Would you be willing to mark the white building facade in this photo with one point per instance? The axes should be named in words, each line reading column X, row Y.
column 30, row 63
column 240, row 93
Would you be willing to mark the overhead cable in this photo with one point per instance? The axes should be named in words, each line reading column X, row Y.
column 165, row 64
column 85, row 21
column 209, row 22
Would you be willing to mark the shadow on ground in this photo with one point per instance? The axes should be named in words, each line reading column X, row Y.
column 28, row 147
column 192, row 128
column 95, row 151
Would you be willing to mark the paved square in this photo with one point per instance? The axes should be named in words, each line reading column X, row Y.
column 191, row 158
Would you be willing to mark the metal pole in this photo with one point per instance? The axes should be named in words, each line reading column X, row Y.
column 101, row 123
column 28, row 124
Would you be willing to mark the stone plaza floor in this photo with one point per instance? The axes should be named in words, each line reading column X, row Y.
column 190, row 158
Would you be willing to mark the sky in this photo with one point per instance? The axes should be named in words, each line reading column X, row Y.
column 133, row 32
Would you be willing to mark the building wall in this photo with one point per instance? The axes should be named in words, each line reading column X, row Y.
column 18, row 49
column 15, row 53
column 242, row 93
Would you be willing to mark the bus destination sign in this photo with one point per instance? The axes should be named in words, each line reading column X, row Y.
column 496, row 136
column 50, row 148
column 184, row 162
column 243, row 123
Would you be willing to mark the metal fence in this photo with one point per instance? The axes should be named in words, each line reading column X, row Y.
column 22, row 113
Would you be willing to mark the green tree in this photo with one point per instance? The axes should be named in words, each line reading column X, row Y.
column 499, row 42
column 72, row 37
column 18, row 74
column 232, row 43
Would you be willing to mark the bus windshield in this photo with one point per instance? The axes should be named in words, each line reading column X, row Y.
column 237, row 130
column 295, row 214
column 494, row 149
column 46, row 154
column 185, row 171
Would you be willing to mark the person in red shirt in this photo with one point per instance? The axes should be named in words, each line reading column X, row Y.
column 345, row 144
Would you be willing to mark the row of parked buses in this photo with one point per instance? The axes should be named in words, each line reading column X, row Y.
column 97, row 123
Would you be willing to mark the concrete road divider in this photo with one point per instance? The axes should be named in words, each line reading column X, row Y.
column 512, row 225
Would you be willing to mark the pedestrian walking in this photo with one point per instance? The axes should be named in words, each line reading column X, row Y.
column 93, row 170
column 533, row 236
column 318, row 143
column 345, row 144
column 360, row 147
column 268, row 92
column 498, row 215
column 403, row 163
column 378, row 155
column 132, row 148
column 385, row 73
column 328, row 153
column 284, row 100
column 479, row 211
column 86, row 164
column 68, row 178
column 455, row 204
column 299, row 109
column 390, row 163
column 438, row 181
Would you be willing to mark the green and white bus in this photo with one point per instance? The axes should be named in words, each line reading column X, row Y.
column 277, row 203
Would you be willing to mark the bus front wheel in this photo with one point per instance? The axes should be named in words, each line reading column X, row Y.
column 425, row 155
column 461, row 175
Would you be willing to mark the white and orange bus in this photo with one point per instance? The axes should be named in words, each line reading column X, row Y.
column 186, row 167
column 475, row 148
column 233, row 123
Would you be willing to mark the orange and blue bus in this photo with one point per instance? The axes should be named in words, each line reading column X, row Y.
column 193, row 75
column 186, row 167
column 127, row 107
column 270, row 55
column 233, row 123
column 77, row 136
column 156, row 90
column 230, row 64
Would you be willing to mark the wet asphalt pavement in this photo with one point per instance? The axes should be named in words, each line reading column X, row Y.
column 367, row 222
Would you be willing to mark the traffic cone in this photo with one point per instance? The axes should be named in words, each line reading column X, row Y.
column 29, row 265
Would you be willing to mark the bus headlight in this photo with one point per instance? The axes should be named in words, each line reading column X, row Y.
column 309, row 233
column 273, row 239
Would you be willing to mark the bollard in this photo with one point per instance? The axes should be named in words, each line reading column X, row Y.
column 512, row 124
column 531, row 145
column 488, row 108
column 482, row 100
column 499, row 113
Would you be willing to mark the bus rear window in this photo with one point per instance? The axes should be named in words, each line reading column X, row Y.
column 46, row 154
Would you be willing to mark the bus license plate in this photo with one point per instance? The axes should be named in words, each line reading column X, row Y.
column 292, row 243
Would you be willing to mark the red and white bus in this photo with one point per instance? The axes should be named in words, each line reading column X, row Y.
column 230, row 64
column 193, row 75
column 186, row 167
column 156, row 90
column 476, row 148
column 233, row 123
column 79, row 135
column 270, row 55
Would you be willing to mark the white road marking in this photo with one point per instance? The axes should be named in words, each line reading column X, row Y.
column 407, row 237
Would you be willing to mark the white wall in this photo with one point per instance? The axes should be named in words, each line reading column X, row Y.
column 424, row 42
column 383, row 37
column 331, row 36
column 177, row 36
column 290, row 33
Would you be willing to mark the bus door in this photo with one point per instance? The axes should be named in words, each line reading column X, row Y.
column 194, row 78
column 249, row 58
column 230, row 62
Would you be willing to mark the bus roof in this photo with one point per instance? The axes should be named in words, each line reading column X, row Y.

**WORK ITEM:**
What's needed is every line of the listing, transcribed word for word.

**RESULT FOR THIS TASK:**
Would you be willing to mark the white building facade in this photo with one point per instance? The axes should be named in words, each line reading column X, row Y.
column 30, row 63
column 240, row 93
Would you be willing to mark the overhead cable in this photo with one point per instance? The axes should be named in words, each line reading column X, row Y.
column 165, row 64
column 85, row 21
column 209, row 22
Would you be willing to mark the shadow on ground in this photo with one point per instance? The axes should be named in words, each line reading column X, row Y.
column 28, row 147
column 192, row 128
column 95, row 151
Would you be willing to mark the paved square in this photo with one point per instance? The axes should be named in words, each line reading column X, row Y.
column 191, row 158
Would you be willing to mark the metal pole in this photo with one point per instance? The axes should be named in words, each line reading column X, row Y.
column 101, row 123
column 28, row 124
Would you be willing to mark the stone plaza floor in this photo with one point per instance? The axes should be named in words, each line reading column X, row Y.
column 190, row 158
Would you be willing to mark the sky in this photo with one point per instance? The axes should be named in words, each line reading column X, row Y.
column 133, row 32
Would you be willing to mark the building wall in this photo with one point per instance? The axes should be named in words, each line reading column X, row Y.
column 18, row 49
column 15, row 53
column 242, row 93
Would you be willing to mark the bus destination sign in this photo with one point per instance? The axes should be named in words, each line reading column X, row Y.
column 496, row 136
column 50, row 148
column 184, row 162
column 243, row 123
Would you be willing to mark the metal fence in this photo with one point per instance? The axes should be named in words, each line reading column X, row Y.
column 22, row 113
Would you be willing to mark the green tree in this photo with one point per instance? The axes should be named in words, each line reading column X, row Y.
column 499, row 42
column 72, row 37
column 18, row 74
column 232, row 43
Would you be willing to mark the bus windshield in this photo with one point per instance? The axes should be named in words, each line reading column X, row Y.
column 237, row 130
column 295, row 214
column 494, row 149
column 46, row 154
column 185, row 171
Would you be willing to mark the person in red shirt in this photo with one point per instance? The axes should be named in words, each line reading column X, row Y.
column 345, row 144
Would you be willing to mark the row of parked buses in this photo with one point per instance? The axes should be named in words, each line reading column X, row Y.
column 97, row 123
Would you be willing to mark the concrete road divider in this photo with one point per instance? The axes should be named in words, each line reading column X, row Y.
column 512, row 225
Would you be willing to mark the pedestrian walking in this photo with one point per instance? The axes should be named in words, each line reading column X, row Y.
column 93, row 170
column 533, row 236
column 318, row 143
column 345, row 144
column 360, row 147
column 268, row 92
column 498, row 215
column 403, row 163
column 378, row 155
column 132, row 148
column 385, row 73
column 328, row 153
column 284, row 100
column 479, row 211
column 86, row 164
column 68, row 178
column 455, row 204
column 299, row 109
column 390, row 163
column 438, row 181
Would you be willing to mark the green and white bus in this photo with one point per instance? The axes should be named in words, each line reading column X, row Y.
column 277, row 203
Would you be willing to mark the bus front wheel in this photo with one point per instance? The axes should be named in words, each line reading column X, row Y.
column 425, row 155
column 461, row 175
Would you be willing to mark the white and orange bus in this photo with one point per instance? The axes should be named in words, each line reading column X, row Y.
column 186, row 167
column 475, row 148
column 233, row 123
Would you be willing to mark the orange and blue bus in this photo with one point per instance? The axes should be named in words, each line reading column X, row Y.
column 193, row 75
column 186, row 167
column 127, row 107
column 270, row 55
column 233, row 123
column 77, row 136
column 156, row 90
column 230, row 64
Would you be willing to mark the wet asphalt pavement in this photo with one point per instance? The axes should be named in words, each line reading column X, row Y.
column 367, row 222
Would you be willing to mark the traffic cone in this photo with one point per instance? The axes should be named in words, each line reading column X, row Y.
column 29, row 265
Would you be willing to mark the bus headlight in this photo with one point per instance? The axes should be named in words, each line reading column X, row Y.
column 309, row 233
column 273, row 239
Would you be willing to mark the bollard in this photo with one point per instance? The axes should be named in words, each line reading column X, row Y.
column 512, row 124
column 531, row 145
column 488, row 108
column 482, row 100
column 499, row 113
Would you be willing to mark the bus rear window in this photo with one point per instance? The axes should be named in words, each line reading column X, row Y.
column 46, row 154
Would you be willing to mark the bus license plate in this photo with one point per instance? The axes should be named in words, each line reading column X, row Y.
column 292, row 243
Would you be willing to mark the red and white bus in this photo with one point per instance? The axes should be named in words, each line reading column X, row Y.
column 230, row 64
column 193, row 75
column 186, row 167
column 156, row 90
column 476, row 148
column 233, row 123
column 79, row 135
column 270, row 55
Would you be willing to mark the white road marking in this photo with one point per instance? The axes should be named in words, each line reading column X, row Y.
column 407, row 237
Would you be willing to mark the white wall in this photo with one point per instance? The axes should be named in words, each line reading column X, row Y.
column 424, row 42
column 383, row 37
column 331, row 36
column 177, row 36
column 290, row 33
Would you be willing to mark the bus door in this photo with one point per instance? The axes should be named in words, each line reading column X, row Y.
column 194, row 78
column 249, row 58
column 230, row 62
Would you be willing to mark the bus roof in this photo with one point per instance? The axes should be named in words, each line reading column X, row Y.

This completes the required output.